Requirement: Pull every line with "instance" from the material.

Material provided:
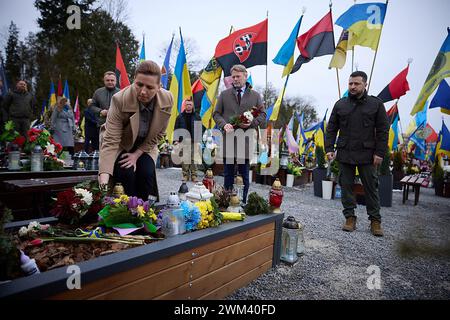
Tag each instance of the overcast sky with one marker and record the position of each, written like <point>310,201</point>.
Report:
<point>412,29</point>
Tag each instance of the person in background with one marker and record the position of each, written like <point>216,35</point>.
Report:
<point>63,125</point>
<point>20,107</point>
<point>186,121</point>
<point>101,100</point>
<point>91,130</point>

Task output:
Tag each instance of the overcast sky with one marker and record the position of each, written like <point>310,201</point>.
Tag each instance of the person in background with one marker and record the position of each, written like <point>216,35</point>.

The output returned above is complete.